(Region pointing data)

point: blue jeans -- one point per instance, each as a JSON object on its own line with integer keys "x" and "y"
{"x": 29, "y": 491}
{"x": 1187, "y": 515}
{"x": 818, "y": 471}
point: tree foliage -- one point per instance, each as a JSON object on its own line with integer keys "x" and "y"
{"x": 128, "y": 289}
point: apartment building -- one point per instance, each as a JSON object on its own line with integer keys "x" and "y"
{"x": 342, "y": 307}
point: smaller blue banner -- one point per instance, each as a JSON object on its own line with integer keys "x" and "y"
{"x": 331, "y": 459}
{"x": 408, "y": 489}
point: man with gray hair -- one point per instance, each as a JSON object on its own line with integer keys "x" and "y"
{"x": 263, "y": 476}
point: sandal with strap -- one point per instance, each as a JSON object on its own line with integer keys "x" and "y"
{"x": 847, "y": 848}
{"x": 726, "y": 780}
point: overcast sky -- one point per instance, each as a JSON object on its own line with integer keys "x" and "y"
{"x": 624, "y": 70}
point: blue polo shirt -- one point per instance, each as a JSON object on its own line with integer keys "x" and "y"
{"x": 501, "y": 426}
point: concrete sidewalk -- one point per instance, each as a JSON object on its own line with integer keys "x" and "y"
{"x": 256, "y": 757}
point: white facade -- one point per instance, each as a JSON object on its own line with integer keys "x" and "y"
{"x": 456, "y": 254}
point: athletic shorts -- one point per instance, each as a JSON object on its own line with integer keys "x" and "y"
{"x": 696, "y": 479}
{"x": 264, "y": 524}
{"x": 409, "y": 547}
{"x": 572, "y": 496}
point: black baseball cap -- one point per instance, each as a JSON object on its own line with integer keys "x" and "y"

■ **WORK TASK**
With nothing omitted, set down all of the records again.

■ **OUTPUT BELOW**
point: blue jeans -- one point per instance, each as a JSON object on its own line with integer keys "x" and "y"
{"x": 29, "y": 491}
{"x": 1187, "y": 515}
{"x": 818, "y": 471}
point: tree foliage -- one point per instance, each as a JSON object on its own line with integer keys "x" and "y"
{"x": 128, "y": 289}
point: apartment building -- one point per instance, each as a JSON object on its own line with integer keys "x" and "y"
{"x": 342, "y": 307}
point: smaller blue banner -- one point per instance, each as a JSON object on its own line with integer keys "x" and "y"
{"x": 331, "y": 459}
{"x": 408, "y": 489}
point: man with gray hair -- one point per instance, each as a JSON object on its own line with integer keys "x" and "y"
{"x": 263, "y": 476}
point: sandal with strap -- one point per instance, each as a JSON object on its own line with integer keys "x" and "y"
{"x": 847, "y": 848}
{"x": 726, "y": 780}
point: overcast sky -- one point per instance, each as a JSON object on its own line with integer keys "x" and "y"
{"x": 624, "y": 70}
point: blue polo shirt -- one point per instance, each as a JSON object on its own line with integer keys "x" and "y"
{"x": 501, "y": 426}
point: concrete sidewalk -- one point per instance, each as a JSON object on its own line with integer keys "x" and "y"
{"x": 256, "y": 757}
point: white facade -- one point per instance, each as a JSON object on its own line with integer keys "x" and "y"
{"x": 456, "y": 254}
point: athletic shorts -- one point per instance, each as a JSON object on its own line with integer keys "x" and "y"
{"x": 696, "y": 479}
{"x": 264, "y": 524}
{"x": 409, "y": 547}
{"x": 572, "y": 496}
point: black baseball cap -- one point per instance, each as a JSON object on its own line with integer keys "x" and "y"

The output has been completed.